[Problem 1]:
Please rewrite the paragraph of the bolt conversion post that begins "Second we had to remove" as a short bulleted list that keeps its main facts.
[Problem 2]:
Carry the bolt conversion post forward from its final sentence.

───── Page extract

# Chapter 2 - Rem 700ml Bolt Conversion - Up date



## Sabotloader (Mar 3, 2009)

Went to the machine shop today and Dave had the two new bushing built for my conversion project.

The thought of the project is in combination with the Canadian 209 Coversion - to turn the gun into a clean gun.

The first modification is to turn the end of the existing hammer into a firing pin.

Second we had to remove some metal from the front face of the bolt to allow room for the bushing. The bushing is drilled in the center to allow the hammer a route to the primer. The face of the bushing now acts as a bolt face holding the primer in the Nipple and preventing blow back pressure from re-Kockinging the action.

After installing the .088 bushing we fired 15 primers, using several different brands, in the shop. There was a hint of blow back on the receiver wall and a very little smooge on the bolt face. No material was found on the hammer spring or the scope sitting above the nipple.

──────────
───── Data shown

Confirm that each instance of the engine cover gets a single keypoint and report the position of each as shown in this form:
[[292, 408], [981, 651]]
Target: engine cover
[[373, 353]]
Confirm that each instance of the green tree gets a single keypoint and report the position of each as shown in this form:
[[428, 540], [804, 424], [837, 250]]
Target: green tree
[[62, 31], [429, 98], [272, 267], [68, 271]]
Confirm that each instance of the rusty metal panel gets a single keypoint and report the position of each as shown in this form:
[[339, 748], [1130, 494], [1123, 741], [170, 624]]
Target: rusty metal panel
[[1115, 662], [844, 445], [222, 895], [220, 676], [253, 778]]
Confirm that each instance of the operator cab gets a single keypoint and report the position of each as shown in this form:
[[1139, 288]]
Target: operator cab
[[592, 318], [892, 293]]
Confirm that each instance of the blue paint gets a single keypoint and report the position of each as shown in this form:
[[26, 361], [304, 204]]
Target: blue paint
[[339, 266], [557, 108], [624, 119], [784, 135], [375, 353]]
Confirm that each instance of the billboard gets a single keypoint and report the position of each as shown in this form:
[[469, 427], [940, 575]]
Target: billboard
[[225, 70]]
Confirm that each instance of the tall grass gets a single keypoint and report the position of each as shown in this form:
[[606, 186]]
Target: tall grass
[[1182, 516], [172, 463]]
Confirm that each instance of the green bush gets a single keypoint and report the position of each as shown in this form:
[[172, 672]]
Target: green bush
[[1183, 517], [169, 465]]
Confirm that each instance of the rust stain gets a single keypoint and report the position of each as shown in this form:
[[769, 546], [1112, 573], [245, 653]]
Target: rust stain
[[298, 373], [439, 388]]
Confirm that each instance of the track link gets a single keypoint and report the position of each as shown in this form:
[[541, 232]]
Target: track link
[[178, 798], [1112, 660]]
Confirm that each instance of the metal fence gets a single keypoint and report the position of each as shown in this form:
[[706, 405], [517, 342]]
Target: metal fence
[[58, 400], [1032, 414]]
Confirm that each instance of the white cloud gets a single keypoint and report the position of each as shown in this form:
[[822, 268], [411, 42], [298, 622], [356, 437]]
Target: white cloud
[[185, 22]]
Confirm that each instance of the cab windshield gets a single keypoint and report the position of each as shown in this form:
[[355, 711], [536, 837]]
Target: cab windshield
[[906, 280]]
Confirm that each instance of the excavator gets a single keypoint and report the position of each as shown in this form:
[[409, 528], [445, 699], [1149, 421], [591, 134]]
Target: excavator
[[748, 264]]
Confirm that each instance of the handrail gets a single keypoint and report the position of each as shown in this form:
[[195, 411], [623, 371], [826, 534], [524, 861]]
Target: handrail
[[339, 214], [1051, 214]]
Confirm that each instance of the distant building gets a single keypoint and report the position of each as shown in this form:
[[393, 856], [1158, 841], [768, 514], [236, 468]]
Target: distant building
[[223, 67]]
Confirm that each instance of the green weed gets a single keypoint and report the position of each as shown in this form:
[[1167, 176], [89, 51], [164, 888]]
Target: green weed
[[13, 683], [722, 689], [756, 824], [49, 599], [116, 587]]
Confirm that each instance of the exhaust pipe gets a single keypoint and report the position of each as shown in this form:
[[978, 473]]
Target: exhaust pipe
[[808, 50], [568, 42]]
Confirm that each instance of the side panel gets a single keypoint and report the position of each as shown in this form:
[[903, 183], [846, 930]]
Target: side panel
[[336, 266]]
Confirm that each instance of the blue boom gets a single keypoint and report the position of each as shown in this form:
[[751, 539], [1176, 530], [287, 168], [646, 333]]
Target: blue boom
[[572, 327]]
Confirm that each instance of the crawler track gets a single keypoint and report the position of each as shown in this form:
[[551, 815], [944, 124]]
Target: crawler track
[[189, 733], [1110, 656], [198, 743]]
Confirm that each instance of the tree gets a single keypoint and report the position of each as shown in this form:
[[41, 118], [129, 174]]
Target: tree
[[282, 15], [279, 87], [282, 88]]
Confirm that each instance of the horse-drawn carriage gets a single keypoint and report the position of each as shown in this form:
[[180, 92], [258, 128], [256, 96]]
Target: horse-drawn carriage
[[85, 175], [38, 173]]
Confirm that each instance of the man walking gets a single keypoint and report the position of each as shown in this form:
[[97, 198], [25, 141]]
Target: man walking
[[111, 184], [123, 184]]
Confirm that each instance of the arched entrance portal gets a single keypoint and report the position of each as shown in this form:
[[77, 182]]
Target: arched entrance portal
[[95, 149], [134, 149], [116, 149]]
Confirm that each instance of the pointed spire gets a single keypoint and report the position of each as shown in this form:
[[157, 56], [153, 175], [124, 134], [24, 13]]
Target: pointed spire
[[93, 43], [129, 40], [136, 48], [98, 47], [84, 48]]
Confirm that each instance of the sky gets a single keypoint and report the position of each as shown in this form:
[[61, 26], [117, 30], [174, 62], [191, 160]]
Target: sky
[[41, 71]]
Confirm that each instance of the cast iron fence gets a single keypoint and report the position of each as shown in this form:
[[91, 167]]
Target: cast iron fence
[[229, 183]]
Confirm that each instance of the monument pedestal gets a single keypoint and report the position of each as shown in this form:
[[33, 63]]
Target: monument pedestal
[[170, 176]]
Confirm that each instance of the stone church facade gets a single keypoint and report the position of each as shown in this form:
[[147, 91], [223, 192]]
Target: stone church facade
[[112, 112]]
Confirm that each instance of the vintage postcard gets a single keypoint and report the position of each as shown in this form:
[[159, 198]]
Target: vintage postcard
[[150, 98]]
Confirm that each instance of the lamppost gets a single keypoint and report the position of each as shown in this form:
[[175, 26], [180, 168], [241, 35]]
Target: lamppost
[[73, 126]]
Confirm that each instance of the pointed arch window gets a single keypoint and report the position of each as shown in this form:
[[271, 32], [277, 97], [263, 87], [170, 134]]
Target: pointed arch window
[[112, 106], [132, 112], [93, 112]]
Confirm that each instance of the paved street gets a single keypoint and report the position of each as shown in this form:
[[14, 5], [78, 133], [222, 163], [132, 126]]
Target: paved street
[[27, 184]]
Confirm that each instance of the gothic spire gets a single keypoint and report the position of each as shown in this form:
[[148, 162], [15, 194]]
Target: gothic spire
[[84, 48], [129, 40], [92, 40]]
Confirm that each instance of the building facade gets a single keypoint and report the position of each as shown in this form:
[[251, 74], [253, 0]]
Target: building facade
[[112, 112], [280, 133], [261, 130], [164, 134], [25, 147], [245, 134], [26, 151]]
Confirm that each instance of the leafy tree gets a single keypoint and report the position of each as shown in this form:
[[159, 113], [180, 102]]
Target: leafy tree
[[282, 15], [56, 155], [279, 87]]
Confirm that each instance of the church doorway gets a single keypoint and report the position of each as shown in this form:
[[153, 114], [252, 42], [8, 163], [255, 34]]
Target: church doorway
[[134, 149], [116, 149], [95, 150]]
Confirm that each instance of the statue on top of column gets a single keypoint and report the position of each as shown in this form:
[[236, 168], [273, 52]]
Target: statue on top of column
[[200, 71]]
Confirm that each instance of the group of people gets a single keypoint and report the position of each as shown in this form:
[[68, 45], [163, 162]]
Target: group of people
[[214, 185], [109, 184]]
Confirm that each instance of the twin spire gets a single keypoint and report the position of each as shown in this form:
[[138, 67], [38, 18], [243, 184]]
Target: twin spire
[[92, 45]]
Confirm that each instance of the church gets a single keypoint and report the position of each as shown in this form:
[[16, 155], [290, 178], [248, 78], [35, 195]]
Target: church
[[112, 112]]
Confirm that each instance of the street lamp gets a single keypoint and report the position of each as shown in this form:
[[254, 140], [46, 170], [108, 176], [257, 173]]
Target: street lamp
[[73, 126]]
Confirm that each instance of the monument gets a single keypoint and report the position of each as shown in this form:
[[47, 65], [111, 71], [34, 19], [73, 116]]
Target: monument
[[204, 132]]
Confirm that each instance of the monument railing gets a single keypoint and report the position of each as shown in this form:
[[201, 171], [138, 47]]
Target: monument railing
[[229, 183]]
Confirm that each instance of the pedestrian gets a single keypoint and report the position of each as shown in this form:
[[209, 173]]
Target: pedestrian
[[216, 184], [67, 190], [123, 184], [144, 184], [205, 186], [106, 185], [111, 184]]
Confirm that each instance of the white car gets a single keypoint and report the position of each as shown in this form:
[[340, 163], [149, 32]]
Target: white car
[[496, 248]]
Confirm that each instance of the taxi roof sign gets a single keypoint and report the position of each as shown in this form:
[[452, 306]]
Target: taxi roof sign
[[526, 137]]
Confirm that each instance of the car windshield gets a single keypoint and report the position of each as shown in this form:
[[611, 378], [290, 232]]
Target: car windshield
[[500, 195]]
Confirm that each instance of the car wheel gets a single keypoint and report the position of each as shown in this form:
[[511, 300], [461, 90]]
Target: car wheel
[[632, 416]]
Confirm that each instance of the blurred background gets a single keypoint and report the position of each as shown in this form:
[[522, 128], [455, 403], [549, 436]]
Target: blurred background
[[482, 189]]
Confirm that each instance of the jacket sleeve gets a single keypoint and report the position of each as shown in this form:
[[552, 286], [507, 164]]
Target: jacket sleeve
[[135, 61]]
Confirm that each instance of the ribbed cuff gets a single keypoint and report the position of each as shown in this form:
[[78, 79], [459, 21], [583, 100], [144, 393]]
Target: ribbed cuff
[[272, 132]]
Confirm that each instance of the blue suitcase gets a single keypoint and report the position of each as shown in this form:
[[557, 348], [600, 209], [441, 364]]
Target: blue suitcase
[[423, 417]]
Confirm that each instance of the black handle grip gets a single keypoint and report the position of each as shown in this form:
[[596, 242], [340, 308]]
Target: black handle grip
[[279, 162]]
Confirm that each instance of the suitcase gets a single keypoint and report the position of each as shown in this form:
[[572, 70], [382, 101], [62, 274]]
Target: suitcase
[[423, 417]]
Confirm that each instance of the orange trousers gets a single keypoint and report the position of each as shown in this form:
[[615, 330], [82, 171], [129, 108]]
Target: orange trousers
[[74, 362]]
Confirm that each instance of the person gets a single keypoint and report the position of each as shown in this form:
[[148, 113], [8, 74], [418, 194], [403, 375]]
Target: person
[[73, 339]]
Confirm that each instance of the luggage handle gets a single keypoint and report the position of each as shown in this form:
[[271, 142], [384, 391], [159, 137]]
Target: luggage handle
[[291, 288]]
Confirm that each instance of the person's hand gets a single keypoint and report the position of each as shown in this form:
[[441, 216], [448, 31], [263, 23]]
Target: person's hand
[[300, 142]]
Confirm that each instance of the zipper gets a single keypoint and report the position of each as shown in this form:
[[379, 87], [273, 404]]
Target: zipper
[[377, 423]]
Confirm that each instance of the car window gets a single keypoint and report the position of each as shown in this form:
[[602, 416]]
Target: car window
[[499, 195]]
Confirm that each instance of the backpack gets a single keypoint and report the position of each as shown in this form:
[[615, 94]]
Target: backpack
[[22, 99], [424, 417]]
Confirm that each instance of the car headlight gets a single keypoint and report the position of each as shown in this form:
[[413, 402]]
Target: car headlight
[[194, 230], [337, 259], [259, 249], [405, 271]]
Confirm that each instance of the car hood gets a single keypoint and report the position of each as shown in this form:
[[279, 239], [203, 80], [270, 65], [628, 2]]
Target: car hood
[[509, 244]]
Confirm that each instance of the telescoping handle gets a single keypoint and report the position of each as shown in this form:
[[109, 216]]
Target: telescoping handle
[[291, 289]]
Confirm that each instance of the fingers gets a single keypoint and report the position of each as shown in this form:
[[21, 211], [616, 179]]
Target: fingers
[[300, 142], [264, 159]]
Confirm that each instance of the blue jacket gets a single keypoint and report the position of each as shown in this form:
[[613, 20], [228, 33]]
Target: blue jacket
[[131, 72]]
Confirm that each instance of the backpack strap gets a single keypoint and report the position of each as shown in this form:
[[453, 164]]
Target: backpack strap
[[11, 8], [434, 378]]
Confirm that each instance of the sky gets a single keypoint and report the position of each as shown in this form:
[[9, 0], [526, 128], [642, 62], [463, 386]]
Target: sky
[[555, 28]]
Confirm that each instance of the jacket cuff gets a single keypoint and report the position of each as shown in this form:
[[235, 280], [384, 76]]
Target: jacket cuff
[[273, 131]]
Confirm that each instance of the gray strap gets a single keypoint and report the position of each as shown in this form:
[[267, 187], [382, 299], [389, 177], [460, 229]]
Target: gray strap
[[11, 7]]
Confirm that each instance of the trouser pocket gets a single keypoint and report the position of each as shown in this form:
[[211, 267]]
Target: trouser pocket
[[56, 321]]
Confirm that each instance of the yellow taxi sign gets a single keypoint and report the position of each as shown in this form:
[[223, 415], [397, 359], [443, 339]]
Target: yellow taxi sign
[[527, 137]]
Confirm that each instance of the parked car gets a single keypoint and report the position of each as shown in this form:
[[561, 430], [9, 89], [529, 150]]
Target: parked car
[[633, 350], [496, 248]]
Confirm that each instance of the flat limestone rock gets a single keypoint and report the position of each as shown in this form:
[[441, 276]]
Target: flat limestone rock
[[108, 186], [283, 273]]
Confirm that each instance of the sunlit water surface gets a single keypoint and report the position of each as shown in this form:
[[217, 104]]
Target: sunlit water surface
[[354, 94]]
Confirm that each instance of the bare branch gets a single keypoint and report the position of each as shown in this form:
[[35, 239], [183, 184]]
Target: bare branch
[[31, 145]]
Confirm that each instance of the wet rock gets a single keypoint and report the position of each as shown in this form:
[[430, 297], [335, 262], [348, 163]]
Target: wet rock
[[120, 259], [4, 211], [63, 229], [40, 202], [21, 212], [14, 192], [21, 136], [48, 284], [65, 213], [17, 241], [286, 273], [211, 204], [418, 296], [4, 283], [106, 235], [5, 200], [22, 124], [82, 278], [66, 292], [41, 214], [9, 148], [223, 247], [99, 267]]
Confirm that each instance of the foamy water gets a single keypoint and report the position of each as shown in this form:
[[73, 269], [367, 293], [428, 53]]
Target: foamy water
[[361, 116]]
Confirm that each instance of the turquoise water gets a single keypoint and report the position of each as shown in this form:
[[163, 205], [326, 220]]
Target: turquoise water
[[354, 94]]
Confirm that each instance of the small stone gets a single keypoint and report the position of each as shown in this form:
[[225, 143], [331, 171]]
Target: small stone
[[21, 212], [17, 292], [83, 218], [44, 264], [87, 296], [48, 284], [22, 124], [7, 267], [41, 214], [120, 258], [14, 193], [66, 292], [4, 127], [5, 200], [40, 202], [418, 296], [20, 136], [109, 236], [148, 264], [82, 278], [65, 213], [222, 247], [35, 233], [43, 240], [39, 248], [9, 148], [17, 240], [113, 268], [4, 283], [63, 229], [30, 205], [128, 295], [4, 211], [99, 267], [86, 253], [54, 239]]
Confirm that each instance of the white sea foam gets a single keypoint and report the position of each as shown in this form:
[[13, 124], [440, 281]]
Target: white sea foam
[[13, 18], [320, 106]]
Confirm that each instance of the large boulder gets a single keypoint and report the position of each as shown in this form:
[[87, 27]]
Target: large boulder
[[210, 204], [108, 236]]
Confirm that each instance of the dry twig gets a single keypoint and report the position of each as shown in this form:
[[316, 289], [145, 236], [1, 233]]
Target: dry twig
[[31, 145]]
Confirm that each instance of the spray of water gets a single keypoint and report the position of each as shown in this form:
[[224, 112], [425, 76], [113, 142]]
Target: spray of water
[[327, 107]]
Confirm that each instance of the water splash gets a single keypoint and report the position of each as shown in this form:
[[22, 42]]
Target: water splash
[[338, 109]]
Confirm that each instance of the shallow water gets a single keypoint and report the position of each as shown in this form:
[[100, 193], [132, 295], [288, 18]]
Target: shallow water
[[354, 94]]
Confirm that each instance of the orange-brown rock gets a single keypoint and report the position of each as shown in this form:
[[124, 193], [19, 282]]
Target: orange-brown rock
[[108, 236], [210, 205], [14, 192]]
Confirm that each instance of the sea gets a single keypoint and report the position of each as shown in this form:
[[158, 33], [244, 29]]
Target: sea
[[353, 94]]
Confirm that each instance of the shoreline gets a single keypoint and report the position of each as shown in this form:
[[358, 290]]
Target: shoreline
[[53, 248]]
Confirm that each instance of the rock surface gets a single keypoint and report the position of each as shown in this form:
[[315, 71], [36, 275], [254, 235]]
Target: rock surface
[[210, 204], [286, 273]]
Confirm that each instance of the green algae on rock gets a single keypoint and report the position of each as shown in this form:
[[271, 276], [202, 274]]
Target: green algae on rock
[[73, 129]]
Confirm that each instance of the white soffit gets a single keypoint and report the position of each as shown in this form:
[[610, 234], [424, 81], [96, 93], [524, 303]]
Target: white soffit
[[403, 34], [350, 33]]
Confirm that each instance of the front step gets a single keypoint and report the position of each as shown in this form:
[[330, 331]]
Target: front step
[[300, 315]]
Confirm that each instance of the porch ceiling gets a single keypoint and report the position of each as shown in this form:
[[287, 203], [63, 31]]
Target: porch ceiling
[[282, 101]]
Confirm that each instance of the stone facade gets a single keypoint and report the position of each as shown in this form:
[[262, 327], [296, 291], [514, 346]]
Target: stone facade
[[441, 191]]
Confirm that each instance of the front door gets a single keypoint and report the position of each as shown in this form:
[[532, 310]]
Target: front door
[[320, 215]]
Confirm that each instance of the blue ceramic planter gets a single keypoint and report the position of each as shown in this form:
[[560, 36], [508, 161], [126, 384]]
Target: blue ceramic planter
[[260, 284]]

──────────

[Exercise result 1]:
- Metal was removed from the front face of the bolt to make room for the bushing.
- The bushing is drilled through the center so the hammer can reach the primer.
- The bushing's face now serves as the bolt face.
- It holds the primer in the nipple and keeps blow back pressure from re-cocking the action.

[Exercise result 2]:
I am hoping to get to the farm with-in the next day or two do some shooting. I plan on shooting T7 and BH from this rifle.

Here is a picture of the most recent work.


----------



## Sabotloader (Mar 3, 2009)

I was unable to get out to the farm this morning to shoot so this afternoon I took the gun out in the shop and shot 10 primers just for drill.

This is a picture of the breech area after shooting the primers... It does show some soot and primer residue but nothing like what I might expect....


----------



## alleyyooper (Jul 6, 2007)

Looks good.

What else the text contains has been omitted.